**REQUIRED TASK**. Add 138 to every coordinate in the answer boxes, and write out the entries from the start through the line that contains "left=0, top=206, right=28, bottom=384". Include the requests, keep the numbers in the requests and format samples unchanged, and leave out the pictures.

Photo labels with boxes
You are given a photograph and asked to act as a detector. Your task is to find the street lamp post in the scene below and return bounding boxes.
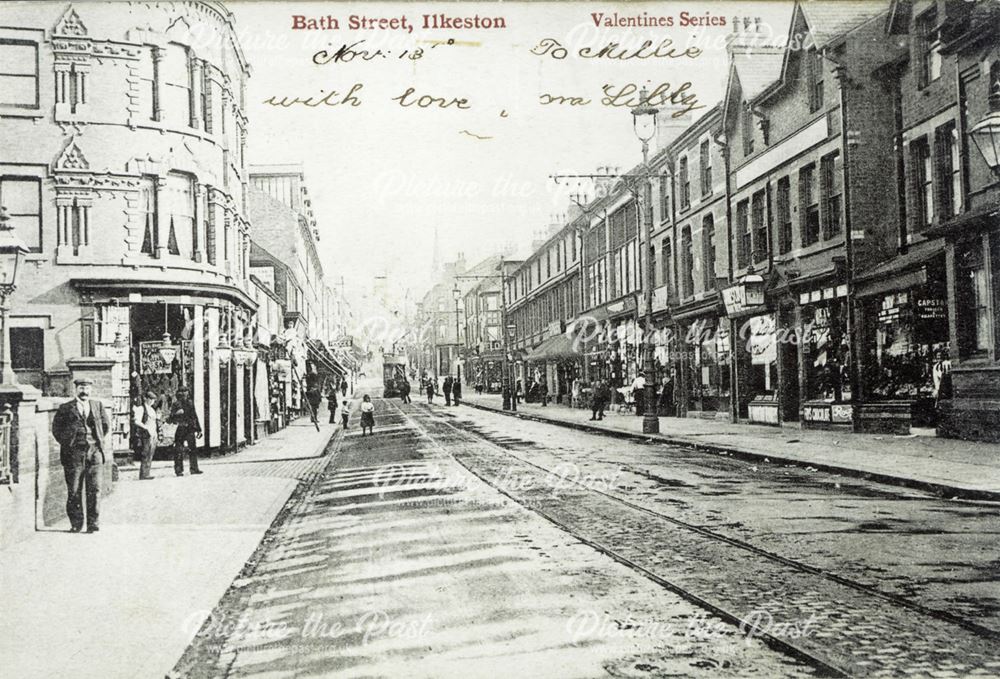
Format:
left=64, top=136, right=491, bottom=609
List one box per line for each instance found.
left=0, top=206, right=28, bottom=384
left=632, top=88, right=660, bottom=434
left=969, top=80, right=1000, bottom=177
left=451, top=281, right=462, bottom=384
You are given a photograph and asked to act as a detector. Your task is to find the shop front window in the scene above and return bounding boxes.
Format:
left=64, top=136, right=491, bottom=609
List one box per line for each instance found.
left=744, top=314, right=778, bottom=398
left=686, top=319, right=729, bottom=411
left=804, top=301, right=851, bottom=401
left=956, top=245, right=993, bottom=358
left=865, top=287, right=948, bottom=420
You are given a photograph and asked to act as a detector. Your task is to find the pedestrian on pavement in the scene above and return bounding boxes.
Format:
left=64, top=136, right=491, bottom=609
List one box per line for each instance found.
left=361, top=394, right=375, bottom=436
left=306, top=366, right=323, bottom=424
left=590, top=380, right=611, bottom=420
left=168, top=387, right=201, bottom=476
left=632, top=373, right=646, bottom=415
left=659, top=372, right=674, bottom=417
left=52, top=378, right=111, bottom=533
left=441, top=375, right=452, bottom=406
left=340, top=398, right=351, bottom=431
left=132, top=391, right=160, bottom=481
left=326, top=389, right=337, bottom=424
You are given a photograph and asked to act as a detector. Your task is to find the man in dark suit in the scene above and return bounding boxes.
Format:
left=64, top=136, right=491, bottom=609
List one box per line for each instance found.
left=52, top=379, right=111, bottom=533
left=441, top=375, right=452, bottom=406
left=170, top=387, right=202, bottom=476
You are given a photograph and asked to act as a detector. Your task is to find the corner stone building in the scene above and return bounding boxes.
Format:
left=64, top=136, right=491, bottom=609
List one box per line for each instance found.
left=0, top=2, right=256, bottom=460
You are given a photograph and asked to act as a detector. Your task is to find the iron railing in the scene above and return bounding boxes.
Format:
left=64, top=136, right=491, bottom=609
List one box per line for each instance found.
left=0, top=405, right=14, bottom=484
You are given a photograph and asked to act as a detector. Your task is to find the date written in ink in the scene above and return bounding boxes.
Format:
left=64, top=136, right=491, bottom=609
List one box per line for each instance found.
left=312, top=38, right=455, bottom=66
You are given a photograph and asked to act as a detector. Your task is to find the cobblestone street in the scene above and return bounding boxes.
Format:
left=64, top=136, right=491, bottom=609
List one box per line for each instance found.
left=175, top=400, right=1000, bottom=677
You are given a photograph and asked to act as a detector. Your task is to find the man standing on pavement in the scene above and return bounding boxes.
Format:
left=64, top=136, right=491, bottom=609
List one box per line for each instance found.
left=132, top=391, right=159, bottom=481
left=52, top=379, right=111, bottom=533
left=170, top=387, right=202, bottom=476
left=590, top=380, right=611, bottom=420
left=632, top=373, right=646, bottom=415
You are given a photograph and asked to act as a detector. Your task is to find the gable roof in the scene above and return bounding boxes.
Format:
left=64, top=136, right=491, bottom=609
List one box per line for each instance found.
left=798, top=0, right=890, bottom=49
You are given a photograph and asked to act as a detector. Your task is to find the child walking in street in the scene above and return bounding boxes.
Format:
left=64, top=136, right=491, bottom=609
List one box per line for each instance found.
left=361, top=394, right=375, bottom=436
left=340, top=398, right=351, bottom=431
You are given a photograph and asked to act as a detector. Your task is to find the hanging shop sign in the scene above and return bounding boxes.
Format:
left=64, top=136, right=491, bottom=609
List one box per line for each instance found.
left=799, top=285, right=847, bottom=304
left=653, top=285, right=670, bottom=313
left=139, top=340, right=172, bottom=375
left=916, top=298, right=948, bottom=321
left=271, top=358, right=292, bottom=382
left=722, top=274, right=764, bottom=316
left=747, top=314, right=778, bottom=365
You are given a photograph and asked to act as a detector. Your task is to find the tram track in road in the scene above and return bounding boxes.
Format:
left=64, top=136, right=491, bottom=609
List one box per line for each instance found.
left=394, top=404, right=1000, bottom=676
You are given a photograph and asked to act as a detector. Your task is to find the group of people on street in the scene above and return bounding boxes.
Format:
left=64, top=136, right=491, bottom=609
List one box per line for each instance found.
left=132, top=387, right=202, bottom=481
left=52, top=370, right=364, bottom=533
left=52, top=378, right=202, bottom=533
left=416, top=375, right=462, bottom=406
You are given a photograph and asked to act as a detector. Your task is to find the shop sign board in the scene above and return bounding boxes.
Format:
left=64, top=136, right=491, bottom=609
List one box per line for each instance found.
left=653, top=285, right=670, bottom=313
left=722, top=276, right=764, bottom=316
left=802, top=406, right=831, bottom=422
left=917, top=299, right=948, bottom=320
left=749, top=314, right=778, bottom=365
left=139, top=341, right=171, bottom=375
left=830, top=404, right=853, bottom=422
left=271, top=358, right=292, bottom=382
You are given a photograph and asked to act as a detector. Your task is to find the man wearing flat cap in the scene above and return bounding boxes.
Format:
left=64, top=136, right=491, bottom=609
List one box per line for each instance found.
left=52, top=379, right=111, bottom=533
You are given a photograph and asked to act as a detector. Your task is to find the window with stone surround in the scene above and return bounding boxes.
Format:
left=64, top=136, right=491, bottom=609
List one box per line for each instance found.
left=736, top=200, right=750, bottom=269
left=678, top=156, right=691, bottom=209
left=806, top=49, right=823, bottom=113
left=934, top=121, right=962, bottom=221
left=910, top=137, right=934, bottom=232
left=740, top=103, right=753, bottom=156
left=680, top=226, right=694, bottom=298
left=698, top=139, right=712, bottom=196
left=160, top=42, right=194, bottom=127
left=819, top=151, right=842, bottom=238
left=660, top=174, right=670, bottom=222
left=660, top=238, right=674, bottom=299
left=139, top=176, right=160, bottom=255
left=701, top=213, right=715, bottom=290
left=955, top=246, right=993, bottom=358
left=799, top=163, right=819, bottom=247
left=776, top=176, right=792, bottom=254
left=164, top=172, right=198, bottom=257
left=750, top=189, right=769, bottom=264
left=914, top=9, right=941, bottom=88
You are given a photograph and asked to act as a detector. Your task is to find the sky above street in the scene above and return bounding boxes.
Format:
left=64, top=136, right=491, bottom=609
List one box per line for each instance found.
left=227, top=2, right=791, bottom=296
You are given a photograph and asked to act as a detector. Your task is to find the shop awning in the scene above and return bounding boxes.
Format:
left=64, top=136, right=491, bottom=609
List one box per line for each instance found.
left=525, top=333, right=581, bottom=361
left=306, top=339, right=347, bottom=379
left=855, top=240, right=944, bottom=297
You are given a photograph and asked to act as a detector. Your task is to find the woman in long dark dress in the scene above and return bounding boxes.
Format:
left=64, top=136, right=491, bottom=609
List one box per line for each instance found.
left=361, top=394, right=375, bottom=436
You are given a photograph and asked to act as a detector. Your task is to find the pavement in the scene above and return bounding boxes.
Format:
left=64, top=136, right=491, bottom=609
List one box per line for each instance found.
left=0, top=418, right=338, bottom=679
left=462, top=393, right=1000, bottom=501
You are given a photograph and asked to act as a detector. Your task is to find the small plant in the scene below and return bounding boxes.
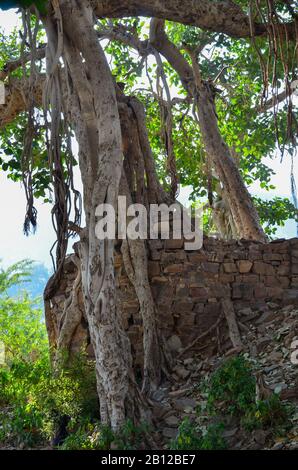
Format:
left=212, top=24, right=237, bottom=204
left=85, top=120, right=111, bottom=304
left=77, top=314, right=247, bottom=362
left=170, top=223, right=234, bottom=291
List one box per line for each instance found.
left=205, top=355, right=256, bottom=416
left=59, top=421, right=115, bottom=450
left=241, top=393, right=289, bottom=431
left=170, top=418, right=226, bottom=450
left=59, top=420, right=148, bottom=450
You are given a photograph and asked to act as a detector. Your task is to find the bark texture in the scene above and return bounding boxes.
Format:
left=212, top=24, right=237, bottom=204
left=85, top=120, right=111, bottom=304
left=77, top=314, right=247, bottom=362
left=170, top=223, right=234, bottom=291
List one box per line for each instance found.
left=92, top=0, right=297, bottom=40
left=150, top=19, right=266, bottom=242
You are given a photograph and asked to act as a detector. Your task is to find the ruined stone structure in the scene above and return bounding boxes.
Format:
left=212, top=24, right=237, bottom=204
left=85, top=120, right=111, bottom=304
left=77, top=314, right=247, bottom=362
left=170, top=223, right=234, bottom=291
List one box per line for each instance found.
left=46, top=238, right=298, bottom=367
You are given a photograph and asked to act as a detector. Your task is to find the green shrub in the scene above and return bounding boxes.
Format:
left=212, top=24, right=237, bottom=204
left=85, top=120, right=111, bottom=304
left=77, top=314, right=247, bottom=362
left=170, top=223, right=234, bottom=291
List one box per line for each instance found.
left=170, top=418, right=226, bottom=450
left=203, top=355, right=289, bottom=431
left=241, top=393, right=289, bottom=431
left=204, top=355, right=256, bottom=416
left=59, top=420, right=148, bottom=450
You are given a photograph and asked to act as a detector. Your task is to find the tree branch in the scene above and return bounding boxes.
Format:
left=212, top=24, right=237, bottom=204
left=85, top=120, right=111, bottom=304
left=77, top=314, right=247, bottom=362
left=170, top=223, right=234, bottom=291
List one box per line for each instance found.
left=91, top=0, right=297, bottom=40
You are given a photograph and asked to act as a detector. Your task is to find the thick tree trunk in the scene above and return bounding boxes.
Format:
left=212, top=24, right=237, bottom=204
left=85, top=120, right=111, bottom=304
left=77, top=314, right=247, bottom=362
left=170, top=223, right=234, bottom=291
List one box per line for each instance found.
left=43, top=0, right=143, bottom=430
left=196, top=77, right=267, bottom=242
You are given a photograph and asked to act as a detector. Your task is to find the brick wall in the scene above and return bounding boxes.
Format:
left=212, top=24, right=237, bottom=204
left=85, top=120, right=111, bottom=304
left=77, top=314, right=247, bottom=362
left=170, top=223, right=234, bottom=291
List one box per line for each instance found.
left=46, top=238, right=298, bottom=363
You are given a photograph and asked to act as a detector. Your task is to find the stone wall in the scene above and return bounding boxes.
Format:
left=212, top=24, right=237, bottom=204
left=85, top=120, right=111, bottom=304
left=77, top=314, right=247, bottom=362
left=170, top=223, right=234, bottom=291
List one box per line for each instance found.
left=46, top=238, right=298, bottom=365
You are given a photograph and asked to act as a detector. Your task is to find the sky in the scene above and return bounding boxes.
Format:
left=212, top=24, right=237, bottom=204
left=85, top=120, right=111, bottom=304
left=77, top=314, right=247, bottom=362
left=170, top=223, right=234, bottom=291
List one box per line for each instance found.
left=0, top=10, right=298, bottom=268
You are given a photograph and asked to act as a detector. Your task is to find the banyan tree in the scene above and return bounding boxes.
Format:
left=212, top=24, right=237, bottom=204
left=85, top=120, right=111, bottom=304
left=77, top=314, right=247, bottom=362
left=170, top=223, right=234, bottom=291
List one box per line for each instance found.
left=0, top=0, right=298, bottom=429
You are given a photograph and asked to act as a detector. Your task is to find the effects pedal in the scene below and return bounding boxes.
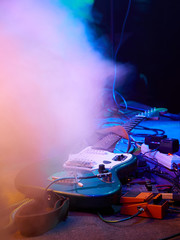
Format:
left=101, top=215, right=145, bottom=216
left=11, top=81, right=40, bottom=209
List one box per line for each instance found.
left=141, top=144, right=180, bottom=170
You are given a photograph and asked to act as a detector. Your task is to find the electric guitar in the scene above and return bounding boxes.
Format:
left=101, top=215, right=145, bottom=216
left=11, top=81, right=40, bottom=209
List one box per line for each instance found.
left=15, top=108, right=167, bottom=209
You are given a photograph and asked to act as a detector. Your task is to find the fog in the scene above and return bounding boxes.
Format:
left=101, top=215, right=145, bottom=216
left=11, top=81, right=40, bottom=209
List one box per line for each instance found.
left=0, top=0, right=126, bottom=221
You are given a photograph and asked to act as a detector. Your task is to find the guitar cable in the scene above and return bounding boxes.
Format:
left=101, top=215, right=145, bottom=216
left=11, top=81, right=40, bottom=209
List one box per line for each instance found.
left=97, top=207, right=144, bottom=223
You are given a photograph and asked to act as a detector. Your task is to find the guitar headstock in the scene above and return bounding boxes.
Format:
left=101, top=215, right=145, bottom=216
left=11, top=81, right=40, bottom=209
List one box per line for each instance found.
left=137, top=107, right=168, bottom=119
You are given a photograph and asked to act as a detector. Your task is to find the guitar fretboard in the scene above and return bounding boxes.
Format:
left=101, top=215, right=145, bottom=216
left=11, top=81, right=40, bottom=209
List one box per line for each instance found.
left=93, top=115, right=145, bottom=151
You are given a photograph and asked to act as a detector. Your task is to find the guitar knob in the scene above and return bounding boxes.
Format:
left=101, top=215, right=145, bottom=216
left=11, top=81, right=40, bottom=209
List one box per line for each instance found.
left=98, top=164, right=108, bottom=173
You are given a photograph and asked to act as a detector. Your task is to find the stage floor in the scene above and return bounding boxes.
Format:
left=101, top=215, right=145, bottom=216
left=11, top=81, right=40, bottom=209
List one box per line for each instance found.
left=1, top=102, right=180, bottom=240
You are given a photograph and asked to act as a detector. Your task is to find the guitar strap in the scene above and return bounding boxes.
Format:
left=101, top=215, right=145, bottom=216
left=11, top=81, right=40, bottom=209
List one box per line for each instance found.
left=0, top=191, right=69, bottom=237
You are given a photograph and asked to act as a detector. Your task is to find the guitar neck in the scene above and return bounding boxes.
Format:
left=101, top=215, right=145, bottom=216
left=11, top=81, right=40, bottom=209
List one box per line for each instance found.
left=93, top=115, right=145, bottom=151
left=123, top=115, right=146, bottom=133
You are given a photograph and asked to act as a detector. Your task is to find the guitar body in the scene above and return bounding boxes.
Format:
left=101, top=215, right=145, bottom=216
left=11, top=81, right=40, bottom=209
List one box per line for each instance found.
left=15, top=108, right=166, bottom=209
left=15, top=154, right=136, bottom=210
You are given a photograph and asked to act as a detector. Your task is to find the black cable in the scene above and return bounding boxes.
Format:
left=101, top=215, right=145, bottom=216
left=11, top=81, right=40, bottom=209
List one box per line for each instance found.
left=97, top=208, right=144, bottom=223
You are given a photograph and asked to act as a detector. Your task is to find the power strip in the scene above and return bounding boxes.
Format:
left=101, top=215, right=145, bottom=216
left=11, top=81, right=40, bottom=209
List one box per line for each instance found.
left=141, top=144, right=180, bottom=170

**SOLUTION FOR THIS TASK**.
You are given a photograph and asked to act as a detector. Your task is to find the street lamp post in the scene below and return bounding boxes.
Format:
left=64, top=136, right=491, bottom=609
List one box per line for each instance found.
left=138, top=344, right=166, bottom=522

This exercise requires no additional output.